» **EXERCISE DESCRIPTION**: Repeat the data. Keep each line identical.

» **DATASET EXCERPTS**:
____________________
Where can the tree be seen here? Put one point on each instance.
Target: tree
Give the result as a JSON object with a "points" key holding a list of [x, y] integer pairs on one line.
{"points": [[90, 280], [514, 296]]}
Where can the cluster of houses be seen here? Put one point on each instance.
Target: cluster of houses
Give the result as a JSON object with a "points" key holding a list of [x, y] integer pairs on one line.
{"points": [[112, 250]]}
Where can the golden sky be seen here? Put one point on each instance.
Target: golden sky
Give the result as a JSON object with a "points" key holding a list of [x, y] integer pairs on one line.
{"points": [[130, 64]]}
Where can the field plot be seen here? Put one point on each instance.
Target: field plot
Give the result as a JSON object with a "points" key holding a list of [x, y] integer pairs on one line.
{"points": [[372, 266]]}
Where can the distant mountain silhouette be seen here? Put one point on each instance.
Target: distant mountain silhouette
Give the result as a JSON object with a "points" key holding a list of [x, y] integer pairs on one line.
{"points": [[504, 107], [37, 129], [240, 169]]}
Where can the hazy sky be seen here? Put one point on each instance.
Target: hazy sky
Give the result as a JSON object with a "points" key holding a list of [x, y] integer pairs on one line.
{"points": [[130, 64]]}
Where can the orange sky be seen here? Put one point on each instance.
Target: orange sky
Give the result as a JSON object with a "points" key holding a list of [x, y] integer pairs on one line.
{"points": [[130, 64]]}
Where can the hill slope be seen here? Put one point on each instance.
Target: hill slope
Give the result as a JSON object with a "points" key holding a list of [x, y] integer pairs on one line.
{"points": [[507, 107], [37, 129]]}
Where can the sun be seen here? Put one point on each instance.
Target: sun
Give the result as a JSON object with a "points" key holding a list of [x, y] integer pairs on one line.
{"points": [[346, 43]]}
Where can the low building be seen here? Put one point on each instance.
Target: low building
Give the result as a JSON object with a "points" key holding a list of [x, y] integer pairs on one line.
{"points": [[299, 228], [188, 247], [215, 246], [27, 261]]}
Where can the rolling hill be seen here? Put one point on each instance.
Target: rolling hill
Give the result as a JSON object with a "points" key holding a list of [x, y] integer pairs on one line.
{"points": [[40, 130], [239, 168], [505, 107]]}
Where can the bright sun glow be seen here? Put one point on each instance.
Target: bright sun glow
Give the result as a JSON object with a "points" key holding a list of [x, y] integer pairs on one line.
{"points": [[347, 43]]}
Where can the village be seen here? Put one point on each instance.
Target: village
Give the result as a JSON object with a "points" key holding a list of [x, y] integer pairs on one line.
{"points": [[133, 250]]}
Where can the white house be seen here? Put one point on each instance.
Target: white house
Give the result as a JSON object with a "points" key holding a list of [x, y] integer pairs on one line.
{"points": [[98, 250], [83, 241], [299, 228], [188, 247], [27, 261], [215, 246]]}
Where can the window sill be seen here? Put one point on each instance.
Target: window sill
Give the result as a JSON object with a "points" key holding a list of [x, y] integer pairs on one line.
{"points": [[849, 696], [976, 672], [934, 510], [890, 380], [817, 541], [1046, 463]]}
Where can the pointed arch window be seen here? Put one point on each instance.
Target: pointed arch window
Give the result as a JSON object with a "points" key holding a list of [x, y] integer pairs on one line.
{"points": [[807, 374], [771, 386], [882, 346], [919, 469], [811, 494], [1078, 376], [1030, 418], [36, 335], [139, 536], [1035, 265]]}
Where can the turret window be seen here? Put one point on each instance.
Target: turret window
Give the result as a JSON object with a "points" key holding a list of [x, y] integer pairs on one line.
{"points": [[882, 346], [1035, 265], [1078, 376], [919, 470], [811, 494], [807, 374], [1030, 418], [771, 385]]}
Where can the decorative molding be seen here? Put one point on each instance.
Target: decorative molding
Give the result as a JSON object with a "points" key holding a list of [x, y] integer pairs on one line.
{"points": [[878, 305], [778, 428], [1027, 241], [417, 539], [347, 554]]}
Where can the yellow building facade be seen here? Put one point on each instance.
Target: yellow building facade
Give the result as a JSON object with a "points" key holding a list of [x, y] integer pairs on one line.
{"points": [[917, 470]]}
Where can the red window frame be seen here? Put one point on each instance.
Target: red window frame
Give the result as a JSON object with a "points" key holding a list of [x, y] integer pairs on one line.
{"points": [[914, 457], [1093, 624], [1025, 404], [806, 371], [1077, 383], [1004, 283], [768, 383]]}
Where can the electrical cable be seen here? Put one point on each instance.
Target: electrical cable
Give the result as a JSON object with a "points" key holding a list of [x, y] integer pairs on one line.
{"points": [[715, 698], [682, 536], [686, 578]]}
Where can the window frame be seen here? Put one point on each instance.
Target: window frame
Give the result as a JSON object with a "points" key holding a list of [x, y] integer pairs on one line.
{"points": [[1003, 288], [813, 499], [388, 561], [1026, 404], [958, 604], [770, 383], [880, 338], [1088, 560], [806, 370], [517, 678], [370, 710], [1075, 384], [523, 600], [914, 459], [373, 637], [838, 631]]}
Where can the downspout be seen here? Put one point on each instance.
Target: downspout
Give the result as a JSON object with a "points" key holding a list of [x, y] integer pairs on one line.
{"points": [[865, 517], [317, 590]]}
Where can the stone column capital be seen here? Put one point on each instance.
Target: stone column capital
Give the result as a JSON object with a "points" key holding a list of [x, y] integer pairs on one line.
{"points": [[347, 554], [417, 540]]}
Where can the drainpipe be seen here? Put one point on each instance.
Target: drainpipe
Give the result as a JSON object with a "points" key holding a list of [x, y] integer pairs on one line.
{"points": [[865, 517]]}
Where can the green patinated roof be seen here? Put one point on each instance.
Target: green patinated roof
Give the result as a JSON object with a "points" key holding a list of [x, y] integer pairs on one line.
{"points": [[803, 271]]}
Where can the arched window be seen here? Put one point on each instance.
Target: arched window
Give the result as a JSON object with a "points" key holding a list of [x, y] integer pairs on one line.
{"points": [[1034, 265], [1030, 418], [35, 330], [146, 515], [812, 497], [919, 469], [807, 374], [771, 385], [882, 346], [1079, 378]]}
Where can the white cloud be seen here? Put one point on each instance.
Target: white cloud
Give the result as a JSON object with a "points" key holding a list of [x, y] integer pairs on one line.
____________________
» **WRITTEN ANSWER**:
Where can the tree be seen here? Put one point on each instance.
Target: tree
Give the result as a JSON object with a "points" key holding a list of [x, y] integer pairs on one line.
{"points": [[90, 280], [514, 296]]}
Where can the cluster of houses be seen here? Put one point on each instance.
Target: cluster of houses
Give the result as a JSON object with a "points" key holding a list of [x, y] integer pairs on one line.
{"points": [[112, 250]]}
Where can the golden sky be seen here? Put one point on each instance.
Target: golden sky
Give the result as a JSON object with a "points" key holding a list of [x, y] integer pairs on one line.
{"points": [[130, 64]]}
Where can the field plot be seen here? Put one point on each instance.
Target: field plot
Give the result as a JSON object with a "points" key holding a list of [x, y] integer pairs on one line.
{"points": [[372, 266]]}
Where can the distant mountain silhouette be seen here? Put one point on each instance.
Target: distant mountain silhouette
Give the result as a JSON object with a "points" key holding a list of [x, y] integer pairs on one line.
{"points": [[504, 107], [37, 129], [240, 169]]}
Where can the hazy sky be seen here? Put one point on each instance.
Target: hazy sky
Give the result as a JSON object with a "points" key holding a list of [x, y] integer pairs on one line.
{"points": [[130, 64]]}
Where can the orange sky be seen here? Put one point on each instance.
Target: orange sky
Give the result as a JSON object with a "points" key holding a list of [x, y] integer pairs on one line.
{"points": [[130, 64]]}
Where can the hill slope be seen here? Put one point on each instance.
Target: hill slope
Give the result as a JSON object with a "points" key holding a list of [x, y] integer pairs on one line.
{"points": [[507, 107], [37, 129]]}
Where can the sun be seen here? Put one point on each instance.
Target: sun
Give the result as a JSON object with a "points" key holding a list of [x, y] integer pairs on one line.
{"points": [[346, 43]]}
Where can the low building be seen here? Put one point on each instance.
Target: low building
Give the result as a JSON object with a "points" key holding a list of [x, y] integer pairs on one line.
{"points": [[299, 228], [188, 247], [215, 246], [27, 261]]}
Where can the rolling hill be seen here? Put one point on each instance.
Target: rolling hill
Give the result as a JSON object with a "points" key holding a list of [x, y] integer pairs on one line.
{"points": [[40, 130], [239, 168], [505, 107]]}
Where can the bright sun glow be seen here? Put one point on each instance.
Target: bright sun glow
Give the result as a JSON object with a "points" key holding a list of [x, y] integer pairs on one line.
{"points": [[347, 43]]}
Where can the village be seen here? Put one point on each instance.
Target: village
Give the result as a JSON object with a "points" key holding a list of [x, y] integer pairs on one line.
{"points": [[133, 250]]}
Where can the white house be seen here? Put one point on each instance.
Target: white house
Give the result as a JSON object with a "points" key holding a list of [x, y] integer pairs on one line.
{"points": [[98, 250], [83, 241], [299, 228], [188, 247], [27, 261], [215, 246]]}
Where can the window sill be seen here? Put one point on each instance.
Target: window sill
Give the result as a JSON object with a "points" key holding a list of [x, y] integer pairs on one line.
{"points": [[849, 696], [976, 672], [934, 510], [890, 380], [817, 541], [1046, 463]]}
Where can the pointed arch window be seen here? Put one point on each instance.
Target: pointed arch window
Give the result as a JSON object with a "points" key holding a list of [x, y] integer pairs on one line.
{"points": [[807, 374], [771, 386], [882, 346], [919, 469], [811, 494], [1078, 376], [1030, 418], [36, 335], [139, 536], [1035, 265]]}
Where can the turret window be seen here? Put one point on each instance.
Target: turret window
Give the result as a JSON object with a "points" key holding a list of [x, y] integer pairs on one line.
{"points": [[882, 346], [1035, 265], [1078, 376], [919, 470], [811, 494], [807, 374], [1030, 418], [771, 385]]}
Where can the decorative molding be seen here? Put one point on each instance.
Target: decorative molding
Give the result as a JSON object with a "points" key holding a list of [x, y] integer pairs on one line.
{"points": [[878, 305], [778, 428], [1027, 241], [417, 539], [347, 554]]}
Where can the yellow building facade be seen here? Put one point on each instance.
Target: yellow building facade
Give the result as a JSON object with a "points" key holding a list of [x, y] integer pairs on one line.
{"points": [[917, 470]]}
Where can the red window frame be seen here? Put one point on each instance.
Target: red window frame
Give the result as a JSON object with a "points" key holding a list of [x, y] integer pairs on one line.
{"points": [[914, 457], [1093, 624], [1025, 404], [806, 371], [1077, 383], [1004, 283], [768, 383]]}
Where can the electrical cable be seen here? Put one point on each instance.
Target: electrical cable
Give the result as a JSON object with a "points" key holding a list of [x, y] integer pairs on one line.
{"points": [[715, 698], [682, 536], [686, 578]]}
Where can the window frame be seen here? Put one point on each instance.
Target: window frame
Give the result as a JSON object with a "points" key holding a list of [x, y] integer pairs on one line.
{"points": [[1003, 288], [813, 499], [388, 561], [1026, 404], [958, 604], [770, 383], [880, 338], [1088, 560], [806, 370], [517, 678], [370, 710], [1075, 384], [523, 600], [914, 459], [373, 637], [838, 631]]}
Where can the downspout be seen here? Put one point on each instance.
Target: downspout
Give the result as a JSON object with a "points" key holding a list of [x, y] integer pairs on one line.
{"points": [[865, 517], [317, 590]]}
Where can the stone column capital be seen here? Put one point on each instance.
Target: stone column capital
Give the result as a JSON object with a "points" key holding a list of [x, y] integer pairs on one line.
{"points": [[347, 554], [417, 540]]}
Where can the drainpipe be seen here? Put one point on each instance.
Target: drainpipe
Give the result as a JSON object with a "points" key holding a list of [x, y] integer pairs on one line.
{"points": [[865, 517]]}
Where can the green patinated roof be seen here? Put one point on each instance.
Target: green patinated roof
Give the result as a JSON object with a "points" key holding a list of [x, y] integer pairs on one line.
{"points": [[803, 271]]}
Where can the arched window be seen here? Put one point on each instance.
Target: arched window
Give the result as a JSON object with a "points" key holding a list of [x, y] integer pairs on one line.
{"points": [[1034, 265], [1030, 418], [35, 330], [146, 515], [812, 497], [919, 469], [807, 374], [771, 385], [882, 346], [1079, 378]]}
Where can the white cloud be seen here? Put one point on each instance.
Target: white cloud
Give the result as a JSON object with a "points" key holding a list of [x, y] integer pairs on one line.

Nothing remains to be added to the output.